Task description –
Reproduce every line of the records below without any alteration, leaving out the pictures.

=== Material for the task ===

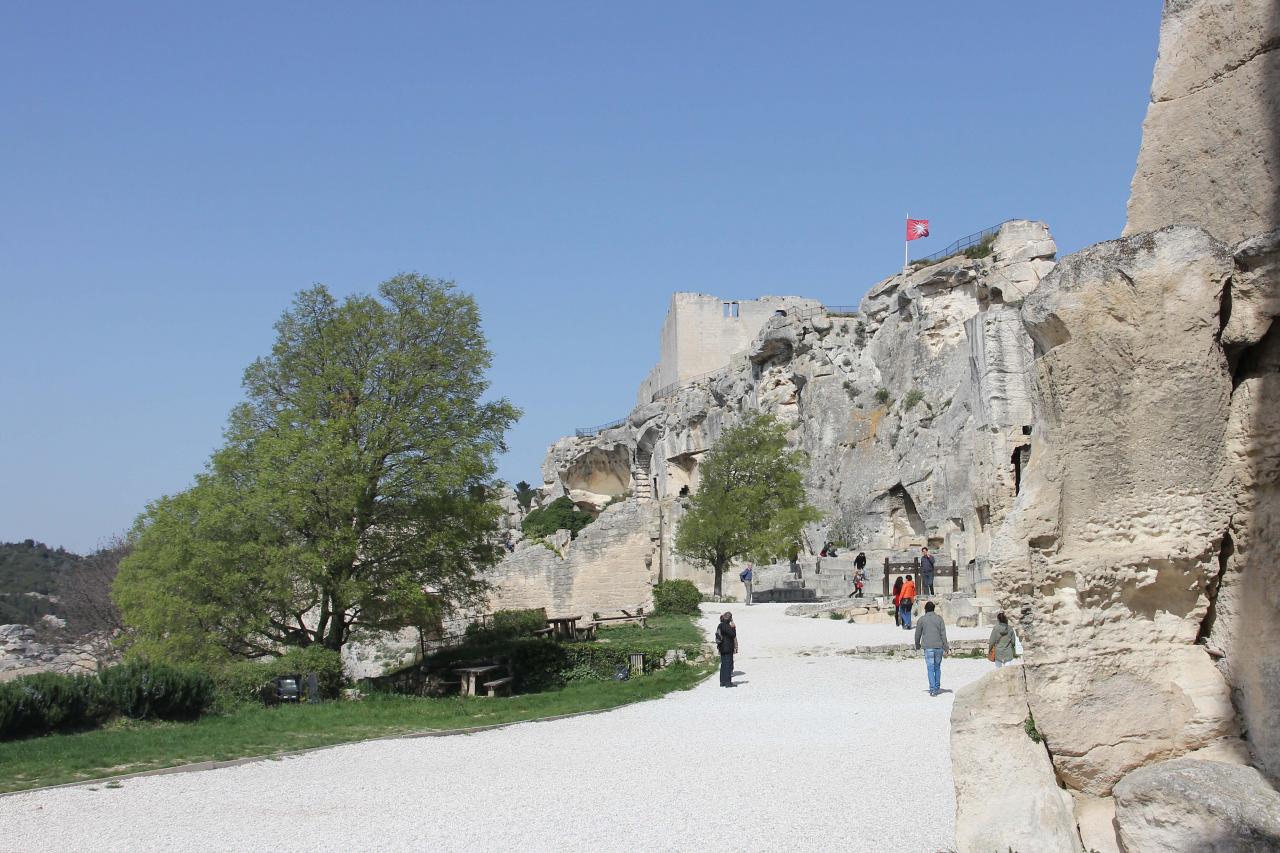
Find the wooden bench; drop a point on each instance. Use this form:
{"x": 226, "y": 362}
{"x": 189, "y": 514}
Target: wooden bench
{"x": 493, "y": 688}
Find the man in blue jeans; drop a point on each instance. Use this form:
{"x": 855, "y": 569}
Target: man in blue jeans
{"x": 931, "y": 634}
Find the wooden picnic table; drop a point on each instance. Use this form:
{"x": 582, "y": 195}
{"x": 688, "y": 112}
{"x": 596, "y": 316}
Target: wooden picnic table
{"x": 563, "y": 626}
{"x": 471, "y": 676}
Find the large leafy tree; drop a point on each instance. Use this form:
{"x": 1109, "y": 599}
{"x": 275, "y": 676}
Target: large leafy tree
{"x": 353, "y": 489}
{"x": 750, "y": 501}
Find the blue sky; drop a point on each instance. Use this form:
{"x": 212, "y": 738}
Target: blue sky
{"x": 170, "y": 174}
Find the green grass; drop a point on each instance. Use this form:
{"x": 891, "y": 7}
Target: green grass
{"x": 672, "y": 632}
{"x": 131, "y": 747}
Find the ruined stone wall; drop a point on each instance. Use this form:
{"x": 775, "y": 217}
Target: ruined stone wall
{"x": 702, "y": 333}
{"x": 609, "y": 566}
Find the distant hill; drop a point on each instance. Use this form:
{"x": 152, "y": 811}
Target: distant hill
{"x": 30, "y": 568}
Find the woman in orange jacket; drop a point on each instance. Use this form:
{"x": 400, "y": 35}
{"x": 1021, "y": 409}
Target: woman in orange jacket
{"x": 905, "y": 600}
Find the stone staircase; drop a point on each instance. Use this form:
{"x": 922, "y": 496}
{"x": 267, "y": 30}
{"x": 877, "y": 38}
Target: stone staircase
{"x": 641, "y": 487}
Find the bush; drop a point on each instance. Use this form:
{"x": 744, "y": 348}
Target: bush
{"x": 676, "y": 597}
{"x": 36, "y": 705}
{"x": 517, "y": 623}
{"x": 147, "y": 690}
{"x": 245, "y": 680}
{"x": 560, "y": 514}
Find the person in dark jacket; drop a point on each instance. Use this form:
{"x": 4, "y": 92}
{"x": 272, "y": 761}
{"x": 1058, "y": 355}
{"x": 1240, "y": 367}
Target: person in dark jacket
{"x": 931, "y": 634}
{"x": 1002, "y": 642}
{"x": 726, "y": 643}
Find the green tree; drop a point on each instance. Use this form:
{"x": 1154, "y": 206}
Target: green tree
{"x": 750, "y": 502}
{"x": 353, "y": 489}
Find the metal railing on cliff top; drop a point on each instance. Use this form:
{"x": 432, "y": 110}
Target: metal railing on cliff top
{"x": 960, "y": 245}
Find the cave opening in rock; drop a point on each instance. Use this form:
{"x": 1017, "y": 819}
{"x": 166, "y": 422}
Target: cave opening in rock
{"x": 1019, "y": 459}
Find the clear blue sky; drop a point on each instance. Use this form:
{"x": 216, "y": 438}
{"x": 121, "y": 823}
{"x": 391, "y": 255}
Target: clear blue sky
{"x": 172, "y": 173}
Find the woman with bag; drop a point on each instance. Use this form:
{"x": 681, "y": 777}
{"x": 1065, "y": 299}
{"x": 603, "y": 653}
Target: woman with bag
{"x": 1000, "y": 646}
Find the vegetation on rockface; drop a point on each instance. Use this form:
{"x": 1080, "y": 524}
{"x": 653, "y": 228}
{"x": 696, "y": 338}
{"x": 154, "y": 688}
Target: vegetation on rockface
{"x": 1029, "y": 728}
{"x": 750, "y": 502}
{"x": 525, "y": 495}
{"x": 132, "y": 747}
{"x": 676, "y": 597}
{"x": 31, "y": 566}
{"x": 353, "y": 491}
{"x": 560, "y": 514}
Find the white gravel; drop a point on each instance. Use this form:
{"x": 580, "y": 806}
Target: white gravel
{"x": 814, "y": 751}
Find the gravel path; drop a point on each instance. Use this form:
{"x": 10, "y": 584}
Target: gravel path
{"x": 814, "y": 751}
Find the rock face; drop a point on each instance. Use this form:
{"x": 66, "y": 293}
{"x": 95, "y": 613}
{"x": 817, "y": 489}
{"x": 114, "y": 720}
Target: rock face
{"x": 913, "y": 409}
{"x": 1114, "y": 546}
{"x": 1006, "y": 796}
{"x": 1211, "y": 141}
{"x": 1188, "y": 806}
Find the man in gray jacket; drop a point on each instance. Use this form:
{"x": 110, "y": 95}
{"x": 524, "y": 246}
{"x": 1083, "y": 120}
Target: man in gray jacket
{"x": 931, "y": 633}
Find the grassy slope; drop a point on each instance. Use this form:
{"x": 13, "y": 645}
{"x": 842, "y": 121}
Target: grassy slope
{"x": 131, "y": 747}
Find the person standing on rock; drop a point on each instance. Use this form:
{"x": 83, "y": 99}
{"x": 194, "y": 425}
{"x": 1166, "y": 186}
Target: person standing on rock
{"x": 897, "y": 601}
{"x": 726, "y": 643}
{"x": 906, "y": 598}
{"x": 931, "y": 634}
{"x": 1001, "y": 644}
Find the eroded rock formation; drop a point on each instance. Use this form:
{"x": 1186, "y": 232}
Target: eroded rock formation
{"x": 914, "y": 410}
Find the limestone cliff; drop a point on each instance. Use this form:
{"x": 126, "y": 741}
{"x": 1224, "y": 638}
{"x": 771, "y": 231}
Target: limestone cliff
{"x": 914, "y": 409}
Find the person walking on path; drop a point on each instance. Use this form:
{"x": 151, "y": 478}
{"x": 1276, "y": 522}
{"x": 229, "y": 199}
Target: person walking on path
{"x": 931, "y": 634}
{"x": 726, "y": 643}
{"x": 897, "y": 601}
{"x": 906, "y": 598}
{"x": 1001, "y": 644}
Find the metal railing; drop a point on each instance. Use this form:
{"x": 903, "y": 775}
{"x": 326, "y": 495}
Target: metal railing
{"x": 666, "y": 391}
{"x": 960, "y": 245}
{"x": 586, "y": 432}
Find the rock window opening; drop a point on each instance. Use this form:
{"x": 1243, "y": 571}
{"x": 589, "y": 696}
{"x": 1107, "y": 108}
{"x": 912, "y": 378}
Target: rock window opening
{"x": 1019, "y": 459}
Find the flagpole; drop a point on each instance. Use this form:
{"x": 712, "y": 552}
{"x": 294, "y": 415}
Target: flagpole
{"x": 905, "y": 243}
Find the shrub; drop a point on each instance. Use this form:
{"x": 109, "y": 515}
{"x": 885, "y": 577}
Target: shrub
{"x": 1029, "y": 728}
{"x": 36, "y": 705}
{"x": 507, "y": 624}
{"x": 146, "y": 690}
{"x": 676, "y": 597}
{"x": 560, "y": 514}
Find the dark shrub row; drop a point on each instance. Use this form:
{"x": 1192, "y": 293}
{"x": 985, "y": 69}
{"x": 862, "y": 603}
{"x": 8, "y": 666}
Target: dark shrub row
{"x": 36, "y": 705}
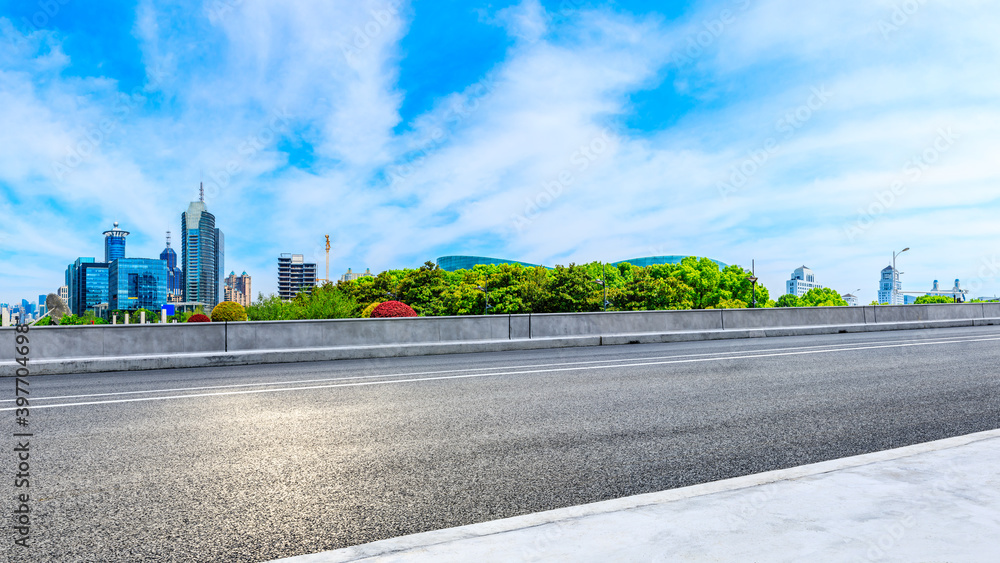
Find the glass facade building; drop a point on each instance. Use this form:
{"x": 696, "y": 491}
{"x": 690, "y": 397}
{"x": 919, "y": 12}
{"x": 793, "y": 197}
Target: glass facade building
{"x": 294, "y": 275}
{"x": 137, "y": 283}
{"x": 87, "y": 285}
{"x": 201, "y": 256}
{"x": 175, "y": 276}
{"x": 114, "y": 244}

===

Worked solution –
Find the wooden bench; drop a point on each instance. Use this form:
{"x": 226, "y": 362}
{"x": 189, "y": 514}
Target: wooden bench
{"x": 493, "y": 688}
Find the man in blue jeans; drop a point on each instance. Use this form:
{"x": 855, "y": 569}
Target: man in blue jeans
{"x": 931, "y": 634}
Find the wooden picnic table; drop a point on each instance. Use this form:
{"x": 582, "y": 195}
{"x": 688, "y": 112}
{"x": 596, "y": 316}
Target: wooden picnic table
{"x": 563, "y": 626}
{"x": 471, "y": 676}
Find the large leafy tree; drop a point on each instance. Use this form:
{"x": 1109, "y": 599}
{"x": 275, "y": 676}
Target: large leafy tree
{"x": 353, "y": 489}
{"x": 750, "y": 501}
Find the blue sky; drop a point on each instance. Use this form:
{"x": 212, "y": 738}
Target: blue sky
{"x": 170, "y": 174}
Find the green grass; drop a point on each instance. Use this form:
{"x": 891, "y": 7}
Target: green grass
{"x": 672, "y": 632}
{"x": 131, "y": 747}
Find the ruined stone wall; drop a point on each instance. Use this form:
{"x": 775, "y": 217}
Target: ruined stone wall
{"x": 702, "y": 333}
{"x": 609, "y": 566}
Find the distant hill; drop a point on each instance. Use this form:
{"x": 152, "y": 811}
Target: distant hill
{"x": 30, "y": 568}
Find the woman in orange jacket; drop a point on each instance. Use this form:
{"x": 400, "y": 35}
{"x": 1021, "y": 409}
Target: woman in orange jacket
{"x": 905, "y": 600}
Find the stone staircase; drop a point on each instance. Use this form:
{"x": 922, "y": 496}
{"x": 267, "y": 30}
{"x": 877, "y": 38}
Target: stone staircase
{"x": 641, "y": 487}
Find the bush; drop a point on each instance. Use this form:
{"x": 744, "y": 348}
Target: bush
{"x": 676, "y": 597}
{"x": 36, "y": 705}
{"x": 517, "y": 623}
{"x": 147, "y": 690}
{"x": 245, "y": 680}
{"x": 560, "y": 514}
Find the person in dark jacket; drop a point on each instance. Use this form:
{"x": 4, "y": 92}
{"x": 272, "y": 761}
{"x": 1058, "y": 355}
{"x": 1240, "y": 367}
Target: person in dark jacket
{"x": 931, "y": 634}
{"x": 1002, "y": 642}
{"x": 726, "y": 643}
Find the green tree; drop a point on each instance. Use this form:
{"x": 1154, "y": 206}
Target: green tree
{"x": 750, "y": 502}
{"x": 353, "y": 489}
Find the metal railing on cliff top; drop a point on each instance. Use this form:
{"x": 432, "y": 110}
Target: metal railing on cliff top
{"x": 960, "y": 245}
Find the cave opening in rock; drop a point on each instance. Use this form:
{"x": 1017, "y": 819}
{"x": 166, "y": 422}
Target: cave opening in rock
{"x": 1019, "y": 459}
Find the clear blue sky; drop a point on each instance. Use this form:
{"x": 216, "y": 438}
{"x": 121, "y": 823}
{"x": 391, "y": 255}
Target: clear blue sky
{"x": 172, "y": 173}
Find the woman with bag; drop a point on each instance. Use this form:
{"x": 681, "y": 777}
{"x": 1065, "y": 299}
{"x": 603, "y": 653}
Target: woman with bag
{"x": 1000, "y": 646}
Find the vegetation on rockface; drop a point on each instance. Use this form:
{"x": 1080, "y": 524}
{"x": 653, "y": 228}
{"x": 696, "y": 338}
{"x": 154, "y": 688}
Target: vegetation on rockface
{"x": 1029, "y": 728}
{"x": 750, "y": 502}
{"x": 525, "y": 495}
{"x": 132, "y": 747}
{"x": 676, "y": 597}
{"x": 31, "y": 566}
{"x": 353, "y": 491}
{"x": 560, "y": 514}
Find the white gravel; drop a point on each instance. Use this form:
{"x": 580, "y": 806}
Target: white gravel
{"x": 814, "y": 751}
Find the gravel path; drop a point on each instance. Use this form:
{"x": 10, "y": 584}
Target: gravel path
{"x": 814, "y": 751}
Find the rock face; drop a point on each instance. Use this form:
{"x": 66, "y": 293}
{"x": 95, "y": 613}
{"x": 817, "y": 489}
{"x": 114, "y": 720}
Target: rock face
{"x": 913, "y": 409}
{"x": 1114, "y": 546}
{"x": 1006, "y": 796}
{"x": 1211, "y": 141}
{"x": 1188, "y": 806}
Find the man in gray jacket; drop a point on each instance. Use this form:
{"x": 110, "y": 95}
{"x": 524, "y": 246}
{"x": 1083, "y": 120}
Target: man in gray jacket
{"x": 931, "y": 633}
Find the grassy slope; drop a point on each instance. Use this form:
{"x": 13, "y": 645}
{"x": 842, "y": 121}
Target: grassy slope
{"x": 131, "y": 747}
Find the person standing on rock; drop a point on each instance. Use this form:
{"x": 83, "y": 99}
{"x": 194, "y": 425}
{"x": 1166, "y": 186}
Target: person standing on rock
{"x": 897, "y": 601}
{"x": 726, "y": 643}
{"x": 906, "y": 598}
{"x": 931, "y": 634}
{"x": 1001, "y": 644}
Find the eroded rock formation; drop a point on each instance. Use this form:
{"x": 1186, "y": 232}
Target: eroded rock formation
{"x": 914, "y": 410}
Find the limestone cliff; drop a point on each instance. Use this form:
{"x": 126, "y": 741}
{"x": 1224, "y": 638}
{"x": 771, "y": 231}
Target: limestone cliff
{"x": 914, "y": 409}
Find the person walking on path; drop a point on each instance. Use this form:
{"x": 151, "y": 478}
{"x": 1276, "y": 522}
{"x": 229, "y": 199}
Target: person walking on path
{"x": 931, "y": 634}
{"x": 726, "y": 643}
{"x": 897, "y": 601}
{"x": 906, "y": 598}
{"x": 1001, "y": 644}
Find the metal railing; drop a point on each instance. Use this form:
{"x": 903, "y": 775}
{"x": 326, "y": 495}
Target: metal railing
{"x": 666, "y": 391}
{"x": 960, "y": 245}
{"x": 586, "y": 432}
Find the rock window opening; drop a point on each instance. Use this form:
{"x": 1243, "y": 571}
{"x": 589, "y": 696}
{"x": 1107, "y": 108}
{"x": 912, "y": 378}
Target: rock window opening
{"x": 1019, "y": 459}
Find the flagpole; drop a point on each instance. Use this form:
{"x": 712, "y": 552}
{"x": 294, "y": 415}
Target: flagpole
{"x": 905, "y": 243}
Find the shrub; drop a point on each instance. Use this form:
{"x": 109, "y": 515}
{"x": 885, "y": 577}
Target: shrub
{"x": 1029, "y": 728}
{"x": 36, "y": 705}
{"x": 507, "y": 624}
{"x": 146, "y": 690}
{"x": 676, "y": 597}
{"x": 560, "y": 514}
Find the dark shrub row; drop a point on each instance. Use this form:
{"x": 1192, "y": 293}
{"x": 985, "y": 69}
{"x": 862, "y": 603}
{"x": 8, "y": 666}
Target: dark shrub row
{"x": 36, "y": 705}
Find the glass facade building; drop a point on each instance. Use this form:
{"x": 696, "y": 491}
{"x": 690, "y": 397}
{"x": 919, "y": 12}
{"x": 793, "y": 197}
Target: glass facade building
{"x": 294, "y": 275}
{"x": 137, "y": 283}
{"x": 87, "y": 285}
{"x": 201, "y": 256}
{"x": 175, "y": 276}
{"x": 114, "y": 244}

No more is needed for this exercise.